- Point placement listing
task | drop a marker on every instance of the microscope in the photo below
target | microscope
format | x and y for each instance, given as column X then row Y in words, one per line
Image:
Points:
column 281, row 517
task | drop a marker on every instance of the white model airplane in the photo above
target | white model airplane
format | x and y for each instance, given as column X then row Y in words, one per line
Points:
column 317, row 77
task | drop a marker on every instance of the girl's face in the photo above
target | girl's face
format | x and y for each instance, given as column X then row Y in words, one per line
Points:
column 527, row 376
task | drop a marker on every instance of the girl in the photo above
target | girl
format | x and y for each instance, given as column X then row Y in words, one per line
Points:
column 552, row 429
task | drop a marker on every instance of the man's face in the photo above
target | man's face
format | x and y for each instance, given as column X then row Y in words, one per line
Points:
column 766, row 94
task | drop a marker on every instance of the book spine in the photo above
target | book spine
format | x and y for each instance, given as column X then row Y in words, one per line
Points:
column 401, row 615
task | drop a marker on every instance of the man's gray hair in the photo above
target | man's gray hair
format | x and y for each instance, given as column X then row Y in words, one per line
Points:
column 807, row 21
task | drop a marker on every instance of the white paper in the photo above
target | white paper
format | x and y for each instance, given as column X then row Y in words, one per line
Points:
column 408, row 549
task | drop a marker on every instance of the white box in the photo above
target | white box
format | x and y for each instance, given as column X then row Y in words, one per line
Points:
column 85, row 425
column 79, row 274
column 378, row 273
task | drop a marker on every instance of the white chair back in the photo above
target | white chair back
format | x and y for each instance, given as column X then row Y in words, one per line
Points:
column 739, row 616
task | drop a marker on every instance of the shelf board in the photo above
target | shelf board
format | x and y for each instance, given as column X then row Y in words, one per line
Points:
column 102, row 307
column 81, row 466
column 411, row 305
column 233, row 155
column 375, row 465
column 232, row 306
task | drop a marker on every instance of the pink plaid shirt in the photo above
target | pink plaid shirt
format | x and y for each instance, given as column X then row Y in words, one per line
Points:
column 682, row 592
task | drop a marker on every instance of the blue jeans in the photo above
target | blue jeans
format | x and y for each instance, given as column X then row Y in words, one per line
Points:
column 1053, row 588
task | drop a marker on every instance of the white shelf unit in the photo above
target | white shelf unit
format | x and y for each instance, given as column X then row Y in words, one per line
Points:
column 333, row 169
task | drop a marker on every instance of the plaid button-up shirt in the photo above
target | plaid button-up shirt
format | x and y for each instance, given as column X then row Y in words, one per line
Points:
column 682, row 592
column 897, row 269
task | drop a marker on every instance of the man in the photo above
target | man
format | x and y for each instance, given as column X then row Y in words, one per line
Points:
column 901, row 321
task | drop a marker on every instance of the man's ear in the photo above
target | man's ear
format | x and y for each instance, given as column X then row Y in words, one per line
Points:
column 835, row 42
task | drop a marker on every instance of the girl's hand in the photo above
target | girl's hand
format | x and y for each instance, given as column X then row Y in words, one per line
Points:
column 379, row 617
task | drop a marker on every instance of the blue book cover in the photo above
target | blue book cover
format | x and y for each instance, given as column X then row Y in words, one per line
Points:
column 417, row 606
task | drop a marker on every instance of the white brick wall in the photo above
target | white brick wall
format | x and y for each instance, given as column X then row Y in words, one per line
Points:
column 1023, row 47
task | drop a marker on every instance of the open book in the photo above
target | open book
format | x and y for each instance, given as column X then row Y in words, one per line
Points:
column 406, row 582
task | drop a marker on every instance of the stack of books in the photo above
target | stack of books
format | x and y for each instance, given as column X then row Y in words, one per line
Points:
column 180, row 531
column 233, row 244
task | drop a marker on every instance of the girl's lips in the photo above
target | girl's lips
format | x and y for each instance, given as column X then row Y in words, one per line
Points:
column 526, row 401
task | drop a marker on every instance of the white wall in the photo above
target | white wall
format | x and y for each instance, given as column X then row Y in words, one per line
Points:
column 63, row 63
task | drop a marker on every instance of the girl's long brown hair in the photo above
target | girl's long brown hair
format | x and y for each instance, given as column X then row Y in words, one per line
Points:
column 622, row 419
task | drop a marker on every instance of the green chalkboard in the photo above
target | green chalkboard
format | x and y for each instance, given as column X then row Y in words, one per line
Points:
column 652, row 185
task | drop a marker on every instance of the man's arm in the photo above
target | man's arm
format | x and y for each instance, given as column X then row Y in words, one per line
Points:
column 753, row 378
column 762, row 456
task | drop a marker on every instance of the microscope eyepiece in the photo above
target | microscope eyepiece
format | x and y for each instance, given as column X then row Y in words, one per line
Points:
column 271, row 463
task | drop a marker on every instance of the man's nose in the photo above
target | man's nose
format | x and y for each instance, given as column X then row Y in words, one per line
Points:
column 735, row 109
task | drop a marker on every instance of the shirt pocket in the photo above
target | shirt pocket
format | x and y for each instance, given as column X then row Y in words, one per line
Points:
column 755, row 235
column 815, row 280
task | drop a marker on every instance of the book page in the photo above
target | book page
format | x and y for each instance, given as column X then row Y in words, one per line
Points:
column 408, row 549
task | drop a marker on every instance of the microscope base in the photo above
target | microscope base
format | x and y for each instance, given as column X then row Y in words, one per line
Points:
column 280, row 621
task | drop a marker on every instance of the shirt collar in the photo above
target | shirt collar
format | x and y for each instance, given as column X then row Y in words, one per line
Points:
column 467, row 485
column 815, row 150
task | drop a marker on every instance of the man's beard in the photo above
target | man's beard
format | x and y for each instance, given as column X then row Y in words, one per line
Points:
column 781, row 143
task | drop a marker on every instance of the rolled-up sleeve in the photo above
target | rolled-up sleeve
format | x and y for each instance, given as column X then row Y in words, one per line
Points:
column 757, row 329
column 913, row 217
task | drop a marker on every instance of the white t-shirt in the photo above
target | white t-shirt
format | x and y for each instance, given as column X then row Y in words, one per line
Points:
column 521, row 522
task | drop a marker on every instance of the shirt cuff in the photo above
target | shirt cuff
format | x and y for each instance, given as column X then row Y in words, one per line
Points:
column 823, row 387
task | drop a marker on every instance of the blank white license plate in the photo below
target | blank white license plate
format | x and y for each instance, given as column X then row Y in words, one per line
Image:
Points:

- AIM OF THE TASK
Rewrite the listing lines starting at the one containing "base in the photo above" and ending with the one containing "column 823, row 387", replacing "drop a marker" with "place a point" and leaving everything else as it is.

- FINISHED ANSWER
task | place a point on every instance of the microscope base in the photo above
target | microscope base
format | x and y for each instance, given as column X then row Y in words, one per line
Points:
column 280, row 621
task | place a point on every instance of the shirt collar in the photo above
target | shirt collar
format | x and y for each instance, given as column X then row Y in words, one per line
Points:
column 467, row 485
column 815, row 150
task | place a point on every instance of the man's beard in the photo above
target | man's beard
format | x and y for each instance, given as column X then row Y in words, one per line
Points:
column 781, row 143
task | place a point on every instance of the rolled-up sleeve in the photo above
target | rolled-up sleeve
format | x and y for each instance, given as column X then row Y in words, one per line
Points:
column 757, row 329
column 913, row 217
task | place a point on every instance of the white t-shirt in the photo above
target | white t-shirt
format | x and y for each instance, given as column X then row Y in words, one per line
Points:
column 521, row 522
task | place a point on every instance of the shirt cuff in the photo above
target | shirt cuff
format | x and y for each instance, given as column X then row Y in words, one per line
Points:
column 823, row 387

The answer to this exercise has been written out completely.